======== DATA RECORDS ========

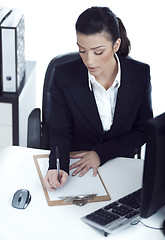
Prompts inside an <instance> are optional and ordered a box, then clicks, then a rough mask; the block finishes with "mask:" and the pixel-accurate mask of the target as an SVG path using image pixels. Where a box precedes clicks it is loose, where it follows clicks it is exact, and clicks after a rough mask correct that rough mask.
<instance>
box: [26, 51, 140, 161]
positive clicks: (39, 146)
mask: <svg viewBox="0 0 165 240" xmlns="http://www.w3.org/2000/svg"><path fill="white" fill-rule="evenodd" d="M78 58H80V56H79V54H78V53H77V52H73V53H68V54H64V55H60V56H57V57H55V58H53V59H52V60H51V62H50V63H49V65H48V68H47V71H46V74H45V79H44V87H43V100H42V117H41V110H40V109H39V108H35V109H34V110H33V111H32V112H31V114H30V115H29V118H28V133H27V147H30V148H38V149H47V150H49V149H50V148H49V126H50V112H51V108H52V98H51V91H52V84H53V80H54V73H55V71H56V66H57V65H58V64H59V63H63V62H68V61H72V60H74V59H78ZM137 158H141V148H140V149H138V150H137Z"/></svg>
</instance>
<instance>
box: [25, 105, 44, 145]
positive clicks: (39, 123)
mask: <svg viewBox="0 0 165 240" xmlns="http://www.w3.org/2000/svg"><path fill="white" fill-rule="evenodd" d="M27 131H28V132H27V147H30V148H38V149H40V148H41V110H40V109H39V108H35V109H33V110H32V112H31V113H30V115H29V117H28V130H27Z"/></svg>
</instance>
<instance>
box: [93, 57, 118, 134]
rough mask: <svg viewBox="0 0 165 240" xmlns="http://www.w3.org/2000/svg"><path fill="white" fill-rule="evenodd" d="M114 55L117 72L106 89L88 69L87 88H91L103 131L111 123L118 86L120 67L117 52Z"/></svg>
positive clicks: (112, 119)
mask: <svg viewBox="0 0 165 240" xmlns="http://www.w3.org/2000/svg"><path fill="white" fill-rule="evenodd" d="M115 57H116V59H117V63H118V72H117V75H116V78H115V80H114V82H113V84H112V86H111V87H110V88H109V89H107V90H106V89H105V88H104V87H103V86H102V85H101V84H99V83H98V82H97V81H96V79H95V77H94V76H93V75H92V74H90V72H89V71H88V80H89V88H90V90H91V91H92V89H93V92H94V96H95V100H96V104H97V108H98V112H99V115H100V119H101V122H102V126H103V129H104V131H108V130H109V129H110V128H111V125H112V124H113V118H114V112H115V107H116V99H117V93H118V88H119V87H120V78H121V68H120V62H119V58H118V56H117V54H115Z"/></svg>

========

- _EXERCISE AIM_
With the pictures removed, the entries above should be transcribed exactly.

- _YOUR RESPONSE_
Prompts inside an <instance> are optional and ordered a box, then clicks, then a rough mask; the block finishes with "mask:" and the pixel-accurate mask of the target as an SVG path using image pixels. Where a box precedes clicks it is loose, where it follows clicks it is exact, and clicks after a rough mask correct that rough mask.
<instance>
box: [26, 51, 140, 161]
positive clicks: (39, 146)
mask: <svg viewBox="0 0 165 240" xmlns="http://www.w3.org/2000/svg"><path fill="white" fill-rule="evenodd" d="M78 58H80V56H79V54H78V53H77V52H73V53H68V54H64V55H60V56H57V57H55V58H53V59H52V60H51V62H50V63H49V65H48V68H47V71H46V74H45V79H44V87H43V100H42V117H41V110H40V109H39V108H35V109H34V110H33V111H32V112H31V114H30V115H29V118H28V133H27V147H30V148H38V149H47V150H49V149H50V148H49V126H50V112H51V108H52V98H51V91H52V84H53V80H54V73H55V71H56V66H57V65H58V64H59V63H63V62H68V61H72V60H74V59H78ZM137 158H141V148H140V149H138V150H137Z"/></svg>
</instance>
<instance>
box: [25, 105, 44, 145]
positive clicks: (39, 123)
mask: <svg viewBox="0 0 165 240" xmlns="http://www.w3.org/2000/svg"><path fill="white" fill-rule="evenodd" d="M27 131H28V132H27V147H30V148H38V149H40V148H41V110H40V109H39V108H35V109H33V110H32V112H31V113H30V115H29V117H28V130H27Z"/></svg>
</instance>
<instance>
box: [93, 57, 118, 134]
rough mask: <svg viewBox="0 0 165 240" xmlns="http://www.w3.org/2000/svg"><path fill="white" fill-rule="evenodd" d="M114 55L117 72L106 89L88 69L87 88H91L103 131L111 123L118 86L120 67L117 52Z"/></svg>
positive clicks: (112, 119)
mask: <svg viewBox="0 0 165 240" xmlns="http://www.w3.org/2000/svg"><path fill="white" fill-rule="evenodd" d="M115 57H116V59H117V63H118V72H117V75H116V78H115V80H114V82H113V84H112V86H111V87H110V88H109V89H107V90H106V89H105V88H104V87H103V86H102V85H101V84H99V83H98V82H97V81H96V79H95V77H94V76H93V75H92V74H90V72H89V71H88V80H89V88H90V90H91V91H92V89H93V92H94V96H95V100H96V104H97V108H98V112H99V115H100V119H101V122H102V126H103V129H104V131H108V130H109V129H110V128H111V125H112V124H113V118H114V112H115V107H116V99H117V93H118V88H119V87H120V78H121V68H120V62H119V58H118V56H117V54H115Z"/></svg>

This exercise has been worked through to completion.